──────── Items ────────
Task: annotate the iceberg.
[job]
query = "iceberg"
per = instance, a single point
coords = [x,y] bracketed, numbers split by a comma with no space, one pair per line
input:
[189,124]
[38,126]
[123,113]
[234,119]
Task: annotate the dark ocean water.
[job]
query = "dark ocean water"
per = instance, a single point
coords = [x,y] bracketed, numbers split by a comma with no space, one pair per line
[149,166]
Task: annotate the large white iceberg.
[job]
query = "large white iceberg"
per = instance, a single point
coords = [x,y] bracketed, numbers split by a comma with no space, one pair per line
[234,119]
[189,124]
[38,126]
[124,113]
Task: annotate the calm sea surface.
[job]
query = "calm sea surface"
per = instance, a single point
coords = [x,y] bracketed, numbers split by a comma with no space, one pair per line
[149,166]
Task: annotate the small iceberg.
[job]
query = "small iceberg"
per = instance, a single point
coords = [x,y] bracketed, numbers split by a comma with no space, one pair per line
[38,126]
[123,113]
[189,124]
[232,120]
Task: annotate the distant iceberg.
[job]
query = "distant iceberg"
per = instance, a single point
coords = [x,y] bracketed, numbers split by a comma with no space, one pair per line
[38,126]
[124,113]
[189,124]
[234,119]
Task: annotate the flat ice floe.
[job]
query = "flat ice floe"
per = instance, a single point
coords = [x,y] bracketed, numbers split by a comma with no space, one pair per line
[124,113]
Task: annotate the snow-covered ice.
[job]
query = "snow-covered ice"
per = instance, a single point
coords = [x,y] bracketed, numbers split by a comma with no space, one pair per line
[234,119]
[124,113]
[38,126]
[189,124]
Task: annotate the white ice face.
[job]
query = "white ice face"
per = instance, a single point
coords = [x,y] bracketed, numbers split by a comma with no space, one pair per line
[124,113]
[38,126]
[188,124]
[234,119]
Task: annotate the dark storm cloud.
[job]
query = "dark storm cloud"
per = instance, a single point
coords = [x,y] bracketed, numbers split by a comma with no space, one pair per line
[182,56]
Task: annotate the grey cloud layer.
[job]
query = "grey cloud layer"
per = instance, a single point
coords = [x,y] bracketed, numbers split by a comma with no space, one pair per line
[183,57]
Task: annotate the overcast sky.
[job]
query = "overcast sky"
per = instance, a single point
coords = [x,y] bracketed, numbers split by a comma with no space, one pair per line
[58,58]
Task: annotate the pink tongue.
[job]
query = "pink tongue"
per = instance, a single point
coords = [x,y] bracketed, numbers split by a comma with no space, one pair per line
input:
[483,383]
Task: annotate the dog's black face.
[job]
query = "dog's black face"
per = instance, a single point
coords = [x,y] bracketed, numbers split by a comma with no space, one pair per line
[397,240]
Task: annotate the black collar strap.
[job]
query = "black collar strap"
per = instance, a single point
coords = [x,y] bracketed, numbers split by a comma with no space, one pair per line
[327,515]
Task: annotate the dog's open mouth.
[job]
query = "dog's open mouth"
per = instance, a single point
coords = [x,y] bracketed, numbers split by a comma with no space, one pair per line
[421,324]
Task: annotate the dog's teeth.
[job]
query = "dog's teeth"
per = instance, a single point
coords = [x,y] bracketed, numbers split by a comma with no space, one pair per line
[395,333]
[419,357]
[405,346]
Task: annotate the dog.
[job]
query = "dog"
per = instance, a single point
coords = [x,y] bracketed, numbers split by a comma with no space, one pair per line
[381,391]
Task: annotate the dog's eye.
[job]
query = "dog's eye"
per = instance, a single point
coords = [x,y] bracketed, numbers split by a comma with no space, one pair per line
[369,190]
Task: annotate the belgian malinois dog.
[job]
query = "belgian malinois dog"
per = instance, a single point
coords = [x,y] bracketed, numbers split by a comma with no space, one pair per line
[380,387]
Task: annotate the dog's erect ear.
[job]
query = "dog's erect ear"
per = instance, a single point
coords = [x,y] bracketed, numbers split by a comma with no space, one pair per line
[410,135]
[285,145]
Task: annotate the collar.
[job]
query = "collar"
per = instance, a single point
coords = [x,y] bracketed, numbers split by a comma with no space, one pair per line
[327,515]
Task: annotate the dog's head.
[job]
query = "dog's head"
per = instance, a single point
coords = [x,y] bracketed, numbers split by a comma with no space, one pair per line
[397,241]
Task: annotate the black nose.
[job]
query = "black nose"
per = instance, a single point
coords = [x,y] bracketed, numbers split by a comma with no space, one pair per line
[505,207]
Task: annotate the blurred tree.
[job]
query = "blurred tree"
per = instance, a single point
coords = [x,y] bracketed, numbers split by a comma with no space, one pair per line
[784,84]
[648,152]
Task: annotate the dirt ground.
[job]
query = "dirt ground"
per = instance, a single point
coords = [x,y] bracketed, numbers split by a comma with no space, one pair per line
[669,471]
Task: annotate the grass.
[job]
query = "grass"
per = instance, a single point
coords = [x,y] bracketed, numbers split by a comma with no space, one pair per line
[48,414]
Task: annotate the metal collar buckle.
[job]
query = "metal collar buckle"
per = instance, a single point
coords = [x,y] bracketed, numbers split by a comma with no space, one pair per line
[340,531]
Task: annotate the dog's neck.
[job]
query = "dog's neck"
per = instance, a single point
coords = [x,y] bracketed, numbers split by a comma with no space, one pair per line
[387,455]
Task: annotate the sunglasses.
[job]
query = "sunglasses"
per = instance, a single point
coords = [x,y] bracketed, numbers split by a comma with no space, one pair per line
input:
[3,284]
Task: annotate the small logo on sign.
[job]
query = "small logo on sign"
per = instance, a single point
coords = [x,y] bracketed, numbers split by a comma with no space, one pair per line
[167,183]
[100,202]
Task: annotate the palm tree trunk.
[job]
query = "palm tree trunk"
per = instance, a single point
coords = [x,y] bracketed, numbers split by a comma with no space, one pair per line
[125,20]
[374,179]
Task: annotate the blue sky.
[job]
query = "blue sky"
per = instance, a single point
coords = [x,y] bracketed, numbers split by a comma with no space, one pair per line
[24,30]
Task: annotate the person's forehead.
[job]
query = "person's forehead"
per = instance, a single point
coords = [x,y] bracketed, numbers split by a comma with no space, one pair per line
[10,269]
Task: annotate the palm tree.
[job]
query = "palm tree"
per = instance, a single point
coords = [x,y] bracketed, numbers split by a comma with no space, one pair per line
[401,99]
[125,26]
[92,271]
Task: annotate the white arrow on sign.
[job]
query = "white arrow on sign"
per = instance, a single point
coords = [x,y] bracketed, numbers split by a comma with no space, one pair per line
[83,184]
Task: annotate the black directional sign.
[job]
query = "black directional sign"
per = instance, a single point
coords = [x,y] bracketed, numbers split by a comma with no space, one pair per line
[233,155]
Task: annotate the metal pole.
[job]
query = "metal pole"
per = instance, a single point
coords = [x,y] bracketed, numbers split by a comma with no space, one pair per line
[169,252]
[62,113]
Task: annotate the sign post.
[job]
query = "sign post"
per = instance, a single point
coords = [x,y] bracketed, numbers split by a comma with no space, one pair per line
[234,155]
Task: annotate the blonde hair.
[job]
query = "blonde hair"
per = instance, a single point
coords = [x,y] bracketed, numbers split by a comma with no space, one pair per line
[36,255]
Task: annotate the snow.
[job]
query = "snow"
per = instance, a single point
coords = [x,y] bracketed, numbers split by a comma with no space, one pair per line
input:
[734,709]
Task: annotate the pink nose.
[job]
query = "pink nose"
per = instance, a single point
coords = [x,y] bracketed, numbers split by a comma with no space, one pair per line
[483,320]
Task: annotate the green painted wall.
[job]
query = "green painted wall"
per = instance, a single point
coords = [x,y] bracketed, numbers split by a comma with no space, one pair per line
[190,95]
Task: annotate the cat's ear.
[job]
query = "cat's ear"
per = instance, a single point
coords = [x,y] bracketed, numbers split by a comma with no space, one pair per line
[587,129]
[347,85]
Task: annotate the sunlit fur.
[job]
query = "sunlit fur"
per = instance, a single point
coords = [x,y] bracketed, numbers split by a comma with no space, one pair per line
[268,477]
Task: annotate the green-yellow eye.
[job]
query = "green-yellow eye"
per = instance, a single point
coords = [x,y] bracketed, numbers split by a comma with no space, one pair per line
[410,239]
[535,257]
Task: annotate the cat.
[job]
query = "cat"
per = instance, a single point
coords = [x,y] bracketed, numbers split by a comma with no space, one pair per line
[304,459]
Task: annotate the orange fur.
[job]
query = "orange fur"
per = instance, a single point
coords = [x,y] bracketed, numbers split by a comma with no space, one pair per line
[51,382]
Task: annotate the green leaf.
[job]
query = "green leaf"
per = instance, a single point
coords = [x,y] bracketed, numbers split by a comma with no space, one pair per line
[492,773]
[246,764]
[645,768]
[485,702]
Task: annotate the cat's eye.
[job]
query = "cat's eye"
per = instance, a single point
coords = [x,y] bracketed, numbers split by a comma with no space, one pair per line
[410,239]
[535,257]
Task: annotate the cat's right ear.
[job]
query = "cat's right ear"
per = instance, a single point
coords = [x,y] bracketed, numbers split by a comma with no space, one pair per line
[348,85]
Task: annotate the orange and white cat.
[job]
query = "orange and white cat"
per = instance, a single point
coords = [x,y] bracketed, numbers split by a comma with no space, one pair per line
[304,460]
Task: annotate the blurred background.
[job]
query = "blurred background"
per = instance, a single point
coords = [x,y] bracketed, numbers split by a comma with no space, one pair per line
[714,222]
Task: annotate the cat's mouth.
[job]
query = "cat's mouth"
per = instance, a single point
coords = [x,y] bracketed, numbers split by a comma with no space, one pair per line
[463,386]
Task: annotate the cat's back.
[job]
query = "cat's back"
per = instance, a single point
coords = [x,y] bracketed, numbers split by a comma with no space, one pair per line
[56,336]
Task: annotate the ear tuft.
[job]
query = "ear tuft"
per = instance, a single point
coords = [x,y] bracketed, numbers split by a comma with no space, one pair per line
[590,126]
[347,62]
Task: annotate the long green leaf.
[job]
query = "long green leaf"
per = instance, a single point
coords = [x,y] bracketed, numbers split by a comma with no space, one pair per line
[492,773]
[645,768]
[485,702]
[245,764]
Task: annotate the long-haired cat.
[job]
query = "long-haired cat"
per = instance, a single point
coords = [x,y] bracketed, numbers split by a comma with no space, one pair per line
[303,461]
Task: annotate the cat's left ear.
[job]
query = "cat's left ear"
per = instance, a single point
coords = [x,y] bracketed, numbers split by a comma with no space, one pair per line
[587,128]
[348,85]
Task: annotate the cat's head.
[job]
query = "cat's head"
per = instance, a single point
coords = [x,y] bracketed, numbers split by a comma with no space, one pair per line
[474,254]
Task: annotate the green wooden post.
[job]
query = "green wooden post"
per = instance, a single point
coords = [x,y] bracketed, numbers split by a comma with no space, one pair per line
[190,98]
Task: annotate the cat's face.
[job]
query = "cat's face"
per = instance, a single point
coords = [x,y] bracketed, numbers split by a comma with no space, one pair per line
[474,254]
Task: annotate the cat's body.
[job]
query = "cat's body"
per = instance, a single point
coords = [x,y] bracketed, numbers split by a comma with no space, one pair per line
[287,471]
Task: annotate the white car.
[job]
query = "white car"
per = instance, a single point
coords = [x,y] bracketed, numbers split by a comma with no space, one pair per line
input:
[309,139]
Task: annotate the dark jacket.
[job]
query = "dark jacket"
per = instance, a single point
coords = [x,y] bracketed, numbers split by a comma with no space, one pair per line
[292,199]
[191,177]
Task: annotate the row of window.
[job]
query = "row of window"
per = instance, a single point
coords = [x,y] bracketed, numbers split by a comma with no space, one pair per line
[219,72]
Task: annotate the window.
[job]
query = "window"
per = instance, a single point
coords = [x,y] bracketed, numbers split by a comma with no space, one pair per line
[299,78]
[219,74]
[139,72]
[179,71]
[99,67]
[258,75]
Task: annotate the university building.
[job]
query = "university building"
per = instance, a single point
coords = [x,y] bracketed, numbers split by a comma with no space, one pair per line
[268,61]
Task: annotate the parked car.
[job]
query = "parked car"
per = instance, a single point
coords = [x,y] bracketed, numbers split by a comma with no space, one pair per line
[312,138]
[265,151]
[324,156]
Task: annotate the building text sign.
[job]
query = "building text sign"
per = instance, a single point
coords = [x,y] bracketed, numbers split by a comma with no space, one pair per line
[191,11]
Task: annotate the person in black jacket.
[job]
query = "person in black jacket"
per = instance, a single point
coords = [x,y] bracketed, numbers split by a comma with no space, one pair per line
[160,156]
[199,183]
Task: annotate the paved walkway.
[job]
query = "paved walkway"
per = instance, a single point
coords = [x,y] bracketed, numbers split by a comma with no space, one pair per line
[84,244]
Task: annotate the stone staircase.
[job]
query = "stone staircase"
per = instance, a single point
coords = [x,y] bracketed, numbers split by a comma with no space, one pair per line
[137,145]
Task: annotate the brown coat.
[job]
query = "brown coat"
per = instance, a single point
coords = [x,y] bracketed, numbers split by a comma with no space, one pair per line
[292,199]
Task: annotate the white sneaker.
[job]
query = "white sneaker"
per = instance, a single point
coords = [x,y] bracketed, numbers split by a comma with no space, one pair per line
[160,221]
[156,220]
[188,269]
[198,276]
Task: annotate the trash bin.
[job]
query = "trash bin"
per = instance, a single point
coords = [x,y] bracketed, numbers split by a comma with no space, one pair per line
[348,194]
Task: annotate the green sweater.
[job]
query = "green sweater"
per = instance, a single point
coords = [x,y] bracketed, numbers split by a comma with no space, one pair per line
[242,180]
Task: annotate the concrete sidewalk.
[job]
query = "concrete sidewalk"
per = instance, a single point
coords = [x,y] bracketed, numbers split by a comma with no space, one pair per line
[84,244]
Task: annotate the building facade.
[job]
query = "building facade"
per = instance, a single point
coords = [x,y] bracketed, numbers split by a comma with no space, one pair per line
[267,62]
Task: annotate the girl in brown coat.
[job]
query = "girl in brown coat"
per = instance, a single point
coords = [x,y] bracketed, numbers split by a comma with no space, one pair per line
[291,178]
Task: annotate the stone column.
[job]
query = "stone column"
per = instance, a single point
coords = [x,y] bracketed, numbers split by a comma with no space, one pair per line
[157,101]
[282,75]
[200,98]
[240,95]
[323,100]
────────
— Written problem —
Everything from the line containing "Task: annotate the green sweater." through the final line of the listing, inclusive, must be reproduced exactly; leave out the rest.

— Result of the task —
Task: annotate the green sweater.
[job]
query = "green sweater"
per = instance, a single point
coords = [x,y] bracketed, numbers split by a comma with no space, one pair per line
[242,180]
Task: annotate the concrete sidewalk.
[job]
query = "concrete sidewalk"
per = instance, a single point
coords = [x,y] bracketed, numbers split by a comma with no space, one pair per line
[84,244]
Task: annotate the building facade.
[job]
query = "building facade"
per = instance, a single point
coords = [x,y] bracketed, numbers split by a comma with no space, one pair per line
[267,62]
Task: annotate the girl in brown coat.
[job]
query = "girl in brown coat"
per = instance, a single point
coords = [x,y] bracketed, numbers split by a comma with no space, one pair per line
[291,178]
Task: annotate the stone column.
[job]
query = "stone column"
per = instance, a single point
coords = [x,y] bracketed, numbers split by a comma with no space, one pair per line
[157,101]
[282,75]
[200,98]
[240,95]
[323,100]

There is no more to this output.